▶ [Description of the task]: Repeat precisely, and only, the lines between the line containing "In this exercise you will annotate the white socks, setting" and the end of the listing below, both ends included.

--- START Excerpted data ---

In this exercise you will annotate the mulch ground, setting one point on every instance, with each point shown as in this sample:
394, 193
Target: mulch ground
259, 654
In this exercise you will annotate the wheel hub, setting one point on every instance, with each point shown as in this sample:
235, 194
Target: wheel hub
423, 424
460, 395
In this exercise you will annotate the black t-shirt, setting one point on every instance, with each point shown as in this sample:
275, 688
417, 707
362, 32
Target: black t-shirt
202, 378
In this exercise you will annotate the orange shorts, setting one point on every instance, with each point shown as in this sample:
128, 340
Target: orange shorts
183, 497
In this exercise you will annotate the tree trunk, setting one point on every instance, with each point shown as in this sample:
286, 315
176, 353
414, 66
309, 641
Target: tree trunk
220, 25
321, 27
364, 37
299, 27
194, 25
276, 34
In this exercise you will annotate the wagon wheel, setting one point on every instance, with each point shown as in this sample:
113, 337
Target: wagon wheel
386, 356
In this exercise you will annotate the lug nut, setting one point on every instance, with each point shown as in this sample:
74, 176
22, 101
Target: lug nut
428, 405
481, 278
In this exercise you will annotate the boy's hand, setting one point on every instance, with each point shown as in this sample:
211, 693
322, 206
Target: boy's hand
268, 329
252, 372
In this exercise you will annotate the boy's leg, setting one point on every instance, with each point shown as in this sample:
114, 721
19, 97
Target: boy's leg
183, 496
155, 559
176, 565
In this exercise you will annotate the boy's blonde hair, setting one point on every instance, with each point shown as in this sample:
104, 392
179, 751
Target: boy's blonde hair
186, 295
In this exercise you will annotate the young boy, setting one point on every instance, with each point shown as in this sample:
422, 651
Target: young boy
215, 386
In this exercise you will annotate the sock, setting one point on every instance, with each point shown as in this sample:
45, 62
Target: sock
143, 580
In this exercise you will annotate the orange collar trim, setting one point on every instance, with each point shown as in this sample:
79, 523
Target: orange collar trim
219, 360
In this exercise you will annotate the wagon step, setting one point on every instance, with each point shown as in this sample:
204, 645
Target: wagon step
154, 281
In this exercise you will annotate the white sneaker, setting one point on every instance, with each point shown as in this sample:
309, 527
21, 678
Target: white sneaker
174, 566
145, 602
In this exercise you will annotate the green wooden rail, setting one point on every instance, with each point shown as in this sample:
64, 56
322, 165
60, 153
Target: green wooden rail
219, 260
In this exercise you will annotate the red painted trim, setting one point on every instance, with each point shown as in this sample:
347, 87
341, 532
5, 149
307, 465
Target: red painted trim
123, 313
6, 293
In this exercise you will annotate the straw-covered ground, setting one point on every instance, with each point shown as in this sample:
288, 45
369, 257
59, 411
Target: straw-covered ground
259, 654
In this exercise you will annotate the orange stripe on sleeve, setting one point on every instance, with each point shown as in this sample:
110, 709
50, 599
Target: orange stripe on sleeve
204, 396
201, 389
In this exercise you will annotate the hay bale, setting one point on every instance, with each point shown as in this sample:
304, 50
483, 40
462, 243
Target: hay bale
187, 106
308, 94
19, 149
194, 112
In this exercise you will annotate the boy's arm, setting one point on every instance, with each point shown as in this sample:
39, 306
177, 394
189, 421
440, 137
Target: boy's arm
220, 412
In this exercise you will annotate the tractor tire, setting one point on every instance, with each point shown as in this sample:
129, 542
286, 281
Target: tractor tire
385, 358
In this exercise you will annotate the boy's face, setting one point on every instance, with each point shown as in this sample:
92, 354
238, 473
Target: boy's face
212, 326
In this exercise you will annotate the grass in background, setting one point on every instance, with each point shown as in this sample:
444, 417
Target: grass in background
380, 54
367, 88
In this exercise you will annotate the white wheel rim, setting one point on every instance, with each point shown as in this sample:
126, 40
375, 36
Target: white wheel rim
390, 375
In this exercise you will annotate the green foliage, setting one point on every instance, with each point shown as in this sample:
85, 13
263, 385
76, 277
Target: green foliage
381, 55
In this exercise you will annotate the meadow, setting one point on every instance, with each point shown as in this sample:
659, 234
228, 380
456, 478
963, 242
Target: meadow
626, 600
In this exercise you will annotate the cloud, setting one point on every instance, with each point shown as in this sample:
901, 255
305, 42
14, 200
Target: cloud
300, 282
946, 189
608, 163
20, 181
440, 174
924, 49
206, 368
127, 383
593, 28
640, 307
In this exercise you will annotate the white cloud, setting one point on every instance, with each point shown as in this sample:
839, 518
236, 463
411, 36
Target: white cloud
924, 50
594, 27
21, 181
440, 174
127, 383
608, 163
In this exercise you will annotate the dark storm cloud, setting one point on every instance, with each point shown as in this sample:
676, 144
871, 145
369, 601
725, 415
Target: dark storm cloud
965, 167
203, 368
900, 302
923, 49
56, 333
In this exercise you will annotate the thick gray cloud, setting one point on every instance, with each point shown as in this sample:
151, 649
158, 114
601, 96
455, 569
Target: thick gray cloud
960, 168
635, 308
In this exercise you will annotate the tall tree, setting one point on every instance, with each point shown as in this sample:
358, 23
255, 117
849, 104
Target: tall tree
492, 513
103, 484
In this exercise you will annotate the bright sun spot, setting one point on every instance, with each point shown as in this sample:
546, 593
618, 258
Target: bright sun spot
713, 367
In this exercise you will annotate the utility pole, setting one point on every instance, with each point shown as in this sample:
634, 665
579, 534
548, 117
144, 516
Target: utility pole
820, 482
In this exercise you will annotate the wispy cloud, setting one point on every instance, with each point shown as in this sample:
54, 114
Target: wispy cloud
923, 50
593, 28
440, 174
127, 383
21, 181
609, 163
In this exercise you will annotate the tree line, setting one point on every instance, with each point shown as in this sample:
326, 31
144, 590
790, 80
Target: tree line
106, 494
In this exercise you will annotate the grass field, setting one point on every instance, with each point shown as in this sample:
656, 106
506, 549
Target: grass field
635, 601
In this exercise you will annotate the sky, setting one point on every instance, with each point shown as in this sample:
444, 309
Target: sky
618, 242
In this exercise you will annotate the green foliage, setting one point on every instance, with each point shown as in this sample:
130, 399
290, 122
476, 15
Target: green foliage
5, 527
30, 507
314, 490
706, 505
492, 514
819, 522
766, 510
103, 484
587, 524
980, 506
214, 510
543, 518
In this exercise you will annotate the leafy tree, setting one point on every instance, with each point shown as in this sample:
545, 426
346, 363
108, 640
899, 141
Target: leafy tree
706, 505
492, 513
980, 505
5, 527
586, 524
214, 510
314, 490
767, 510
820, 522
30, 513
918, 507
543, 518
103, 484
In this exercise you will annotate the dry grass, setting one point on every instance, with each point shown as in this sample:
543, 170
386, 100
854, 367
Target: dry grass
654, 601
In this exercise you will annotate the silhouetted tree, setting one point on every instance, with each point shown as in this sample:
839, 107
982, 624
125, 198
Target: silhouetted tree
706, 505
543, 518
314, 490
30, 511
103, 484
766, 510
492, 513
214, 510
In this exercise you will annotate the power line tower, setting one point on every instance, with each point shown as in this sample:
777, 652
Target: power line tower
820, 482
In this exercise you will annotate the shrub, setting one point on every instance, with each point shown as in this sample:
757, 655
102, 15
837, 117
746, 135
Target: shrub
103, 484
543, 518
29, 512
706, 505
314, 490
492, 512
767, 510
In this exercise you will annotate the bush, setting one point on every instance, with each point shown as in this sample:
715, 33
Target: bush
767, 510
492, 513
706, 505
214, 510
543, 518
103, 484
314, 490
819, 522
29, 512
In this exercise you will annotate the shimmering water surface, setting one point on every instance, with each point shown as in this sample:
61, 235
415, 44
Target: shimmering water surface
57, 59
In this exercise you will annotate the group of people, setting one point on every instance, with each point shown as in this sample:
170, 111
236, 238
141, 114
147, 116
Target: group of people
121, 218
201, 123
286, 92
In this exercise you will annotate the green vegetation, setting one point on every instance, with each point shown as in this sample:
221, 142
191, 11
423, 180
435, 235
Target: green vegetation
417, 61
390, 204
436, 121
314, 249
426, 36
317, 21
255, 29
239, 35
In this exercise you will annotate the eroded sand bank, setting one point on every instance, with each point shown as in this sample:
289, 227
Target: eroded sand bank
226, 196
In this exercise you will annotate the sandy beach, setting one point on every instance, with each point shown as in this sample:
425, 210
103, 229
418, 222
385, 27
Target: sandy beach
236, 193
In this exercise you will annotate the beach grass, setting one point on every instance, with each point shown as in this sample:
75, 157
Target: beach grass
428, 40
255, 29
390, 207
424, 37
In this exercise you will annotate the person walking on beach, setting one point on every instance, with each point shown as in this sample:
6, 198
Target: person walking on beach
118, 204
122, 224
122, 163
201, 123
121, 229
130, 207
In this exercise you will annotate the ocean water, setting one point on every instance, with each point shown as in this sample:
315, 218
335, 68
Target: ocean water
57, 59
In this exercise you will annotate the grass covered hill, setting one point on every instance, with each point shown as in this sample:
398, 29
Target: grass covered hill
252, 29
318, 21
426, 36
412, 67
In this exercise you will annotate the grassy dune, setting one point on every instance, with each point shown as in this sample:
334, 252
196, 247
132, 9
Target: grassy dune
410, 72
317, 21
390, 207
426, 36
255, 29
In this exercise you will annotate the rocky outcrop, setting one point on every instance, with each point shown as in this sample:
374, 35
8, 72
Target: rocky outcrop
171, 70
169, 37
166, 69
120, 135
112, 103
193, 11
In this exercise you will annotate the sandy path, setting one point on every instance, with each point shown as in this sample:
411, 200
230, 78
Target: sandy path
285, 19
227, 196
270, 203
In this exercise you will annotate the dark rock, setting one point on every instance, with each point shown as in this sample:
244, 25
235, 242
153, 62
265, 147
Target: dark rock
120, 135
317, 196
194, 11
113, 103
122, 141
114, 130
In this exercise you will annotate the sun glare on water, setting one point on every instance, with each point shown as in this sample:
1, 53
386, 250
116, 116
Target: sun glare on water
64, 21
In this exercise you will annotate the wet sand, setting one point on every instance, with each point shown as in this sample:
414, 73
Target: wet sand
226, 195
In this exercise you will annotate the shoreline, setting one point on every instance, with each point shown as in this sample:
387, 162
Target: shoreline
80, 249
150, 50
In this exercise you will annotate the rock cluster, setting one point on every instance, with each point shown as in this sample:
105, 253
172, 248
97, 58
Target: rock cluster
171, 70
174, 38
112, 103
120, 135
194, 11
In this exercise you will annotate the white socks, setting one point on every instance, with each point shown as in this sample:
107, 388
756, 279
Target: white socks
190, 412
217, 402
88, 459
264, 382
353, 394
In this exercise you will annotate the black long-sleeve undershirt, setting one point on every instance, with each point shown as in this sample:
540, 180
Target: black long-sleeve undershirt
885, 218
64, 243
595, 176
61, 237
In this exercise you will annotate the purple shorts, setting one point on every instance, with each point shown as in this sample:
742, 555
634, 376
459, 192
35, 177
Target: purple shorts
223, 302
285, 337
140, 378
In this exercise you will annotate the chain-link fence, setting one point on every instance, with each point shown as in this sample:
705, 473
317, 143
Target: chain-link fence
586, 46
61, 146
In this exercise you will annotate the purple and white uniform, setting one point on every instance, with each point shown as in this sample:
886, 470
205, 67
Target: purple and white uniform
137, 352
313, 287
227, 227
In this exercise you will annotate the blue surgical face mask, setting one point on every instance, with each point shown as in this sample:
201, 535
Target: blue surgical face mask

--- END Excerpted data ---

▶ [Solution]:
In this exercise you will annotate the white socks, setting one point on every instance, with each point shown as in this sample:
107, 388
756, 279
Target: white socks
190, 412
217, 402
88, 459
264, 382
353, 394
In this exercise you will annotate the black long-sleeve undershirt, setting one point on every instance, with each point shown as in this sample:
540, 180
Target: black long-sleeve undershirt
885, 218
64, 243
595, 176
61, 237
In this exercise you will annotate the purple shorts, setting one point on every instance, with each point shown as in this sample:
742, 555
634, 376
459, 192
35, 177
Target: purple shorts
223, 302
285, 337
140, 378
In this exercise you will annotate the chain-link fence, setting one point on every instance, with each point shown as in this sample:
705, 473
317, 143
Target: chain-link fence
586, 46
61, 146
In this exercise you will annotate the purple and white uniform, setting one point on every instance, with each point shown as in this sample:
886, 470
205, 67
Target: purple and white uniform
137, 352
313, 287
227, 227
In this exercise you will annotate the blue surgical face mask, setting one point on every instance, with each point shown as in this sample:
201, 535
Target: blue surgical face mask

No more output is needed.